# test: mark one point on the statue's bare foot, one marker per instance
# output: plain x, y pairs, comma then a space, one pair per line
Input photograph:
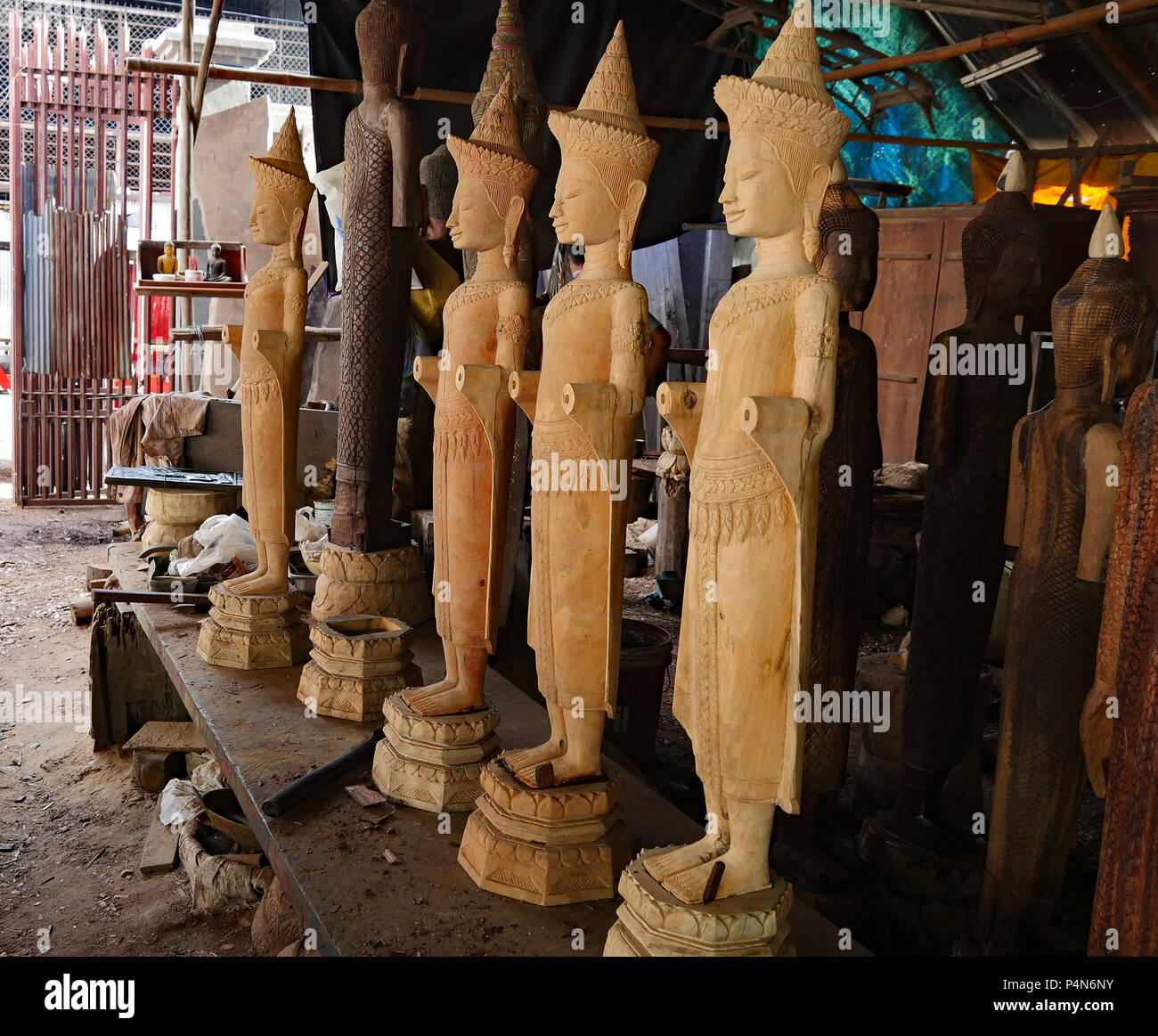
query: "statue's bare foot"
741, 876
528, 758
664, 865
267, 583
239, 583
443, 698
563, 770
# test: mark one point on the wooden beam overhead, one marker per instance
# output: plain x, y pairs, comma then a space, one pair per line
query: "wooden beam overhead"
1008, 37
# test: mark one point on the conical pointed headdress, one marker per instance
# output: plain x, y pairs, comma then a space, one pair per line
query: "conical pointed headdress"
510, 57
282, 170
606, 128
493, 154
1007, 216
1103, 300
786, 100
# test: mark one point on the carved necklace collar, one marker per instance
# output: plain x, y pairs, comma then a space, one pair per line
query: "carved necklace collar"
753, 293
474, 290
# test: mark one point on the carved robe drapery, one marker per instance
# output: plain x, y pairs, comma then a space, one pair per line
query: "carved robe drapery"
1127, 896
377, 267
961, 543
577, 534
1052, 648
844, 526
269, 402
469, 490
746, 553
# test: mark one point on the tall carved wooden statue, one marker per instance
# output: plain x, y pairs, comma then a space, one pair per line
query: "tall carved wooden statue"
973, 398
754, 434
486, 327
255, 622
369, 567
510, 58
1126, 904
1064, 484
547, 828
849, 242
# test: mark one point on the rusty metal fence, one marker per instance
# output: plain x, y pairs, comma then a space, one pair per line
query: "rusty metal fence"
74, 110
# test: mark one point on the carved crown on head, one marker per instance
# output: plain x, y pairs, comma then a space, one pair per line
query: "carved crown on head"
787, 96
493, 154
281, 169
510, 58
606, 127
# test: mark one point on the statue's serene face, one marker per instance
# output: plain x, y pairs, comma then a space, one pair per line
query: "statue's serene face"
583, 211
850, 259
1015, 282
475, 224
267, 223
757, 198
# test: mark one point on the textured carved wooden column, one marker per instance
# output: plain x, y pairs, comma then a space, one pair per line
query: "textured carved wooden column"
548, 827
1064, 485
849, 242
967, 417
367, 567
754, 433
255, 622
1124, 919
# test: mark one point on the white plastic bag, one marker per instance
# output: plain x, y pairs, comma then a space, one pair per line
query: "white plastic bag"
223, 537
208, 778
308, 526
180, 804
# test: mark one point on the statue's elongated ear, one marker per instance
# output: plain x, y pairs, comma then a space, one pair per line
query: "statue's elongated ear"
629, 220
297, 224
512, 231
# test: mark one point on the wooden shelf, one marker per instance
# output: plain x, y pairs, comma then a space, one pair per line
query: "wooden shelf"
192, 290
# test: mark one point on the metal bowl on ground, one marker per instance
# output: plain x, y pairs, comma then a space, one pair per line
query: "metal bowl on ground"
224, 815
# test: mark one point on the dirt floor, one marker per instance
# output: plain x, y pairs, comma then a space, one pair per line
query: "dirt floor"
73, 820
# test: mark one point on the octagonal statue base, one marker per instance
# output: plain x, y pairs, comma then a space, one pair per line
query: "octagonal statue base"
652, 923
564, 844
265, 631
357, 662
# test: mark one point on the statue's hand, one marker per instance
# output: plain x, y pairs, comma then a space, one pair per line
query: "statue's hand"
1097, 730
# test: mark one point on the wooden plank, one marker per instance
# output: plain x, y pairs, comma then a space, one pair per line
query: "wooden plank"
160, 852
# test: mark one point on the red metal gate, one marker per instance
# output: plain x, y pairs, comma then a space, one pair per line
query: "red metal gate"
76, 117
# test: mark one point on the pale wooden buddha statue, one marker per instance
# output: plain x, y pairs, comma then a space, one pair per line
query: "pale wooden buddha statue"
754, 434
270, 355
485, 332
1064, 485
583, 404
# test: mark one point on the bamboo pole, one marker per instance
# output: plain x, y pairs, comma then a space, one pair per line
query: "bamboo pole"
204, 64
1007, 37
184, 194
354, 86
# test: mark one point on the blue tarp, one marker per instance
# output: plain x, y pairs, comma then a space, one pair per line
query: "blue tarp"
938, 175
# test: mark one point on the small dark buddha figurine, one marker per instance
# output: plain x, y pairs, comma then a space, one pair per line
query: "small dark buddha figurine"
849, 243
1064, 485
973, 397
216, 267
382, 216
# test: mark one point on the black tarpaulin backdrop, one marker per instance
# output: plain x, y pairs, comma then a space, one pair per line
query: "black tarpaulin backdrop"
673, 77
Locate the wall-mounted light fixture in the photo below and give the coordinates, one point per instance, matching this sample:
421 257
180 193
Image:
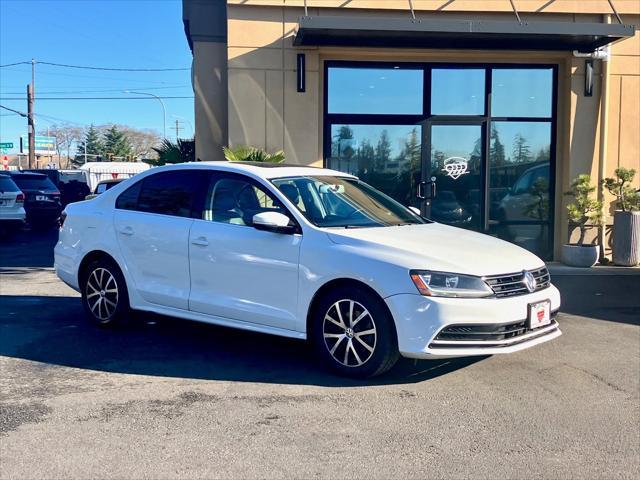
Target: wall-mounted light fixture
300 73
588 77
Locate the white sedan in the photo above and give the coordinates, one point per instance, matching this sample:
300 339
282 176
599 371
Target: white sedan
305 253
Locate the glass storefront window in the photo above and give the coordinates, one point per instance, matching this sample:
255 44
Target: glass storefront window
519 183
384 156
523 92
457 91
375 90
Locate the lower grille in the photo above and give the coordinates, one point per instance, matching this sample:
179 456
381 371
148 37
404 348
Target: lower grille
489 335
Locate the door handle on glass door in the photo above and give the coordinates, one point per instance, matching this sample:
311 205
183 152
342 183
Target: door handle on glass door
200 241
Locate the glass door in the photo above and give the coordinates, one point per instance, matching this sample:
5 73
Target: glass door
454 161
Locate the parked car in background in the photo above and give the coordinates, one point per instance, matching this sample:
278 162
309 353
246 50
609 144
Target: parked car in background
73 184
12 213
42 199
306 253
103 186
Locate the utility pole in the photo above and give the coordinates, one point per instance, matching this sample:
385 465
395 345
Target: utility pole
32 127
177 129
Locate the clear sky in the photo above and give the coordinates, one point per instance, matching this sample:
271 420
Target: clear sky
113 33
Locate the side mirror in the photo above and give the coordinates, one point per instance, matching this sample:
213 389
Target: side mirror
275 222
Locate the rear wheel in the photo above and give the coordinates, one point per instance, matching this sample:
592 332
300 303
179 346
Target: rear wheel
354 334
104 293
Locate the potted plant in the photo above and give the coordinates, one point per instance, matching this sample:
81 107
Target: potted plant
626 219
584 211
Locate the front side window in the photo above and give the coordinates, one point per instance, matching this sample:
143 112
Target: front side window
235 200
167 193
344 202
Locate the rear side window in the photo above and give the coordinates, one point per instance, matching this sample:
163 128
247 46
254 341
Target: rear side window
7 185
167 193
28 182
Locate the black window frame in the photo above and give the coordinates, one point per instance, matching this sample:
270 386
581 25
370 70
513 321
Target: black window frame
427 118
196 201
268 187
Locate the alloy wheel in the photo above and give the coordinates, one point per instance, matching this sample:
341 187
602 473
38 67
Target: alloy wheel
349 333
102 294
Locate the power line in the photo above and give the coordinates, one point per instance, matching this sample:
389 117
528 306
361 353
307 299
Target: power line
12 64
115 69
97 98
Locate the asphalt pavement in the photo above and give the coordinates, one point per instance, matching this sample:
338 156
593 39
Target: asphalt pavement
166 398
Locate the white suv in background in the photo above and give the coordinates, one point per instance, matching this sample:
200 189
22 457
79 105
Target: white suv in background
304 253
12 213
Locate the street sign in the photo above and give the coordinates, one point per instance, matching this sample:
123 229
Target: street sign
44 145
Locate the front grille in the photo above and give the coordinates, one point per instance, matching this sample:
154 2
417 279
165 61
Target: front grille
512 284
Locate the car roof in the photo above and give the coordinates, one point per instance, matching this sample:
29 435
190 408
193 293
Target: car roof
263 170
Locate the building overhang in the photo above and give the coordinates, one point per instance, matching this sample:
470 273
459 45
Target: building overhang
457 34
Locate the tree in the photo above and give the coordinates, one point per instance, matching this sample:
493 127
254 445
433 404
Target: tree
116 143
252 154
142 141
521 149
496 149
66 136
94 146
383 151
169 152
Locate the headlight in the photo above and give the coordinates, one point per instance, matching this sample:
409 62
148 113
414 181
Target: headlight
441 284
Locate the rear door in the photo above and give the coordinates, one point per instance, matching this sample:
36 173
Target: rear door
152 222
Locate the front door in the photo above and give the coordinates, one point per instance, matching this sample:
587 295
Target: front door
238 272
455 163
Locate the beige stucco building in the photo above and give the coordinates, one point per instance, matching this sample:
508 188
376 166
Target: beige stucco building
503 108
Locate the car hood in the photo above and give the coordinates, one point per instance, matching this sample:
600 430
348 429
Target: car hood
439 247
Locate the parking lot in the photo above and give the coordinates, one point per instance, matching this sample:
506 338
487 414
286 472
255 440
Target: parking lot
166 398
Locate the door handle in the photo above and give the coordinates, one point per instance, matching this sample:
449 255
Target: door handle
200 241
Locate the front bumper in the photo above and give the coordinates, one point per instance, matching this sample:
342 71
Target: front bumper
420 319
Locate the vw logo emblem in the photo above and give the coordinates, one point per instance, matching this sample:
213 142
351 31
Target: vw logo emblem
529 281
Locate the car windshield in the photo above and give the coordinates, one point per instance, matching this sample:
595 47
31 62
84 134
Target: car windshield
33 182
7 185
344 202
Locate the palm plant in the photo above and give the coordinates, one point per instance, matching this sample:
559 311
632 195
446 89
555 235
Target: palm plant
585 210
252 154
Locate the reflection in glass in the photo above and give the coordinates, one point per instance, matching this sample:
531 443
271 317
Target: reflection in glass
521 92
456 162
519 183
457 91
386 157
375 90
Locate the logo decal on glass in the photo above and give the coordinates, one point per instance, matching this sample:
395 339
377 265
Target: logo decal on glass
455 167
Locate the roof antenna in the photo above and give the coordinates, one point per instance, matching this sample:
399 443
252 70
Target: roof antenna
515 10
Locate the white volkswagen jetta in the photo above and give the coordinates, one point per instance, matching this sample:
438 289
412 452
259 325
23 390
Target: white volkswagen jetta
304 253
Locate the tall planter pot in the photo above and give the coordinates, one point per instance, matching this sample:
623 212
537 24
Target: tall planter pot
626 238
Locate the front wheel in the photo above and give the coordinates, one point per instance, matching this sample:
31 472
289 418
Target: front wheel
354 334
104 293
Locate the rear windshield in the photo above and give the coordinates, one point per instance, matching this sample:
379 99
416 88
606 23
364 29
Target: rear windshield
32 182
7 185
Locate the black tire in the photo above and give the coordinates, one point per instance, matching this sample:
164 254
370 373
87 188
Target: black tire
99 294
344 348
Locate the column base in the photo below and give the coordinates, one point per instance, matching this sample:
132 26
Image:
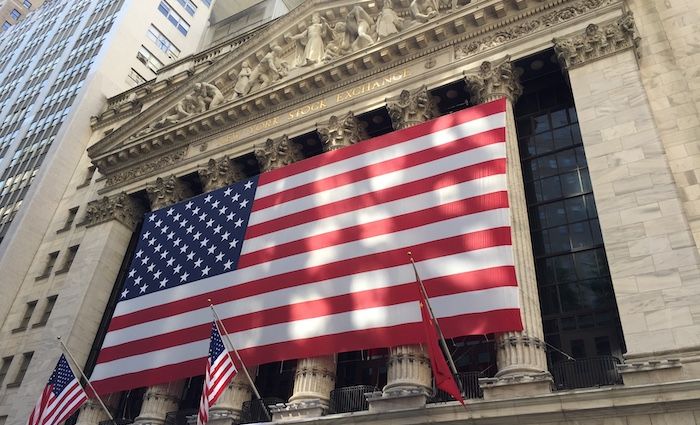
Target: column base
404 399
303 409
516 386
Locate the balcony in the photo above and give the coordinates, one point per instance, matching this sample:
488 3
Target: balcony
586 373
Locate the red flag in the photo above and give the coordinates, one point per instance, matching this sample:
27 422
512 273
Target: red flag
441 371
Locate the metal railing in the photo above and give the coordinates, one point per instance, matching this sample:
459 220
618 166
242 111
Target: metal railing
586 373
469 383
256 410
350 399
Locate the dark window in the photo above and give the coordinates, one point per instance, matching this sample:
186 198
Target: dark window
4 367
26 359
50 262
50 303
28 311
70 256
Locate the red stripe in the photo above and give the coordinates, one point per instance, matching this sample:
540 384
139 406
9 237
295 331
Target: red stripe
394 193
448 285
470 324
397 257
380 227
382 168
440 123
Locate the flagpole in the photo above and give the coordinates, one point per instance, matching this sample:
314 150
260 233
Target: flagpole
233 348
432 316
82 374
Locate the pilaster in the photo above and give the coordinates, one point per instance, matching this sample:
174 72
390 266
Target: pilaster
521 358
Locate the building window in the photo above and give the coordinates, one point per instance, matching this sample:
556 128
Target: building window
190 7
69 220
162 42
4 367
149 60
50 262
50 303
28 311
134 78
70 256
26 359
173 17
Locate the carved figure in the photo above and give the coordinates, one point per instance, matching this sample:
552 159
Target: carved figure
239 90
388 22
423 10
310 43
271 68
358 30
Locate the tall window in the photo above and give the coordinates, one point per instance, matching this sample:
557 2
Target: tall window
578 305
174 18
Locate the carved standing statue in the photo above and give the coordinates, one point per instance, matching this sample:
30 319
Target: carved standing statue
423 10
310 42
388 22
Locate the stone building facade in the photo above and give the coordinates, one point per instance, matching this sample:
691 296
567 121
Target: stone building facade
602 130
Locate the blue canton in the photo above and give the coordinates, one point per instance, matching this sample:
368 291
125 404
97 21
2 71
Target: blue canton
216 346
61 376
192 240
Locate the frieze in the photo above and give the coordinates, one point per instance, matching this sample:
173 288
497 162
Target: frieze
597 42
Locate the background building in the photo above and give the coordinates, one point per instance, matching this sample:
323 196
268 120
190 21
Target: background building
602 169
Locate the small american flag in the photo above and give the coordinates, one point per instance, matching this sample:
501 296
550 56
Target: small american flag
220 371
62 396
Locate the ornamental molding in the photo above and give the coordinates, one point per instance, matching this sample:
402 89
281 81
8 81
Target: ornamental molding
597 42
132 143
120 207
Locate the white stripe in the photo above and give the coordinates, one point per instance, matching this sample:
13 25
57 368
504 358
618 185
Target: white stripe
376 244
376 279
370 318
374 213
380 182
437 138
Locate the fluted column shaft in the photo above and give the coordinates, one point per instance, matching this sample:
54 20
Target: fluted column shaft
517 352
409 366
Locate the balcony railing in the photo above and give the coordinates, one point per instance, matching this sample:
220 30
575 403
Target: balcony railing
350 399
254 411
469 382
586 373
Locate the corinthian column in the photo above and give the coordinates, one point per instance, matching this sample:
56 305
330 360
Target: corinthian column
521 355
408 374
163 398
216 174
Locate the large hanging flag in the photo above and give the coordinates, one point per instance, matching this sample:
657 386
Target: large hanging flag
62 396
219 372
310 259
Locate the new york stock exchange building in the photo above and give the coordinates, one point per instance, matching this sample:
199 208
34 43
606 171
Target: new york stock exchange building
601 103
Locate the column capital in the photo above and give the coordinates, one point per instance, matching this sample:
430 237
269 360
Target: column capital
276 153
219 173
494 80
120 207
340 132
597 41
411 107
167 191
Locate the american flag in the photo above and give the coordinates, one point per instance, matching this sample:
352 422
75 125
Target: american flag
310 259
220 371
62 396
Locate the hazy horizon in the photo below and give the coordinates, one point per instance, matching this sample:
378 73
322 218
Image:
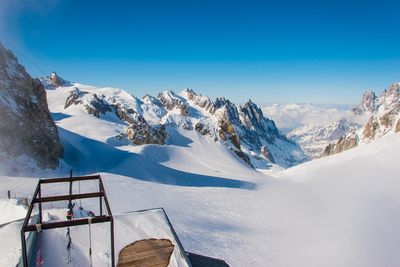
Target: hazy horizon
286 52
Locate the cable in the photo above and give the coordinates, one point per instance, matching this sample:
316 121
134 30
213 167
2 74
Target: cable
90 241
39 261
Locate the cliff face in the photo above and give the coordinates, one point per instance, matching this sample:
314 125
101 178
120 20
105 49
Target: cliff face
26 126
314 138
385 118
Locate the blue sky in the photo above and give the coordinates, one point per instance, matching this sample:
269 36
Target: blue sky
320 51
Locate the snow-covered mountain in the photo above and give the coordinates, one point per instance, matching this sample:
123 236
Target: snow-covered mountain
243 129
28 135
53 81
291 116
384 118
314 138
314 127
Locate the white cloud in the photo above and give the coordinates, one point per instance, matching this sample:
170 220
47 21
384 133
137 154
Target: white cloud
290 116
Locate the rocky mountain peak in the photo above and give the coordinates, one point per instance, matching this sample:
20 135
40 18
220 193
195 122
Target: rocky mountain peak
173 101
53 81
385 118
368 103
200 100
26 127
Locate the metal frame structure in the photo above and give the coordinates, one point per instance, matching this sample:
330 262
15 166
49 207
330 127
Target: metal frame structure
38 199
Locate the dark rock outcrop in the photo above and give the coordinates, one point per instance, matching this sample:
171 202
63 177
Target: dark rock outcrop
26 126
344 143
368 103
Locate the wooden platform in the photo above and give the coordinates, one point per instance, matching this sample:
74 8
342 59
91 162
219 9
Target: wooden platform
146 253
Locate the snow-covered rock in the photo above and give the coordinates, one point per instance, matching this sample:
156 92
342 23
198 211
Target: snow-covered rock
384 119
315 138
27 130
53 81
242 129
368 103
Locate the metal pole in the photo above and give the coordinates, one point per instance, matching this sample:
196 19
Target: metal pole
112 242
24 253
101 202
40 204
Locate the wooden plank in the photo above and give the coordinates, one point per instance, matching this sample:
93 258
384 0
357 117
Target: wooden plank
146 253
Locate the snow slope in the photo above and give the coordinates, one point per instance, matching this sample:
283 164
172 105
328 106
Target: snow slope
336 211
339 211
290 116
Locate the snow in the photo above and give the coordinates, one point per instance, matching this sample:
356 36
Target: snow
129 227
290 116
341 210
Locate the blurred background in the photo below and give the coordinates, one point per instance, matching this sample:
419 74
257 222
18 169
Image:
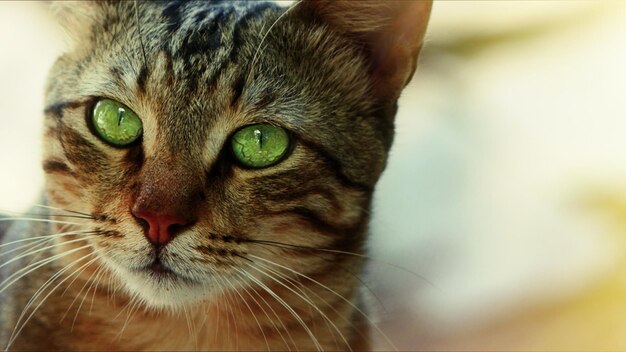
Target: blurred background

+---+

- [WHAT THIS TASK INVOLVES]:
Wherever the string "blurred" occurs in the records above, copy that line.

- [TASK RESULT]:
Locate the blurred background in the photo below and give the coordinates, one point per instance, matching this sample:
Target: blurred background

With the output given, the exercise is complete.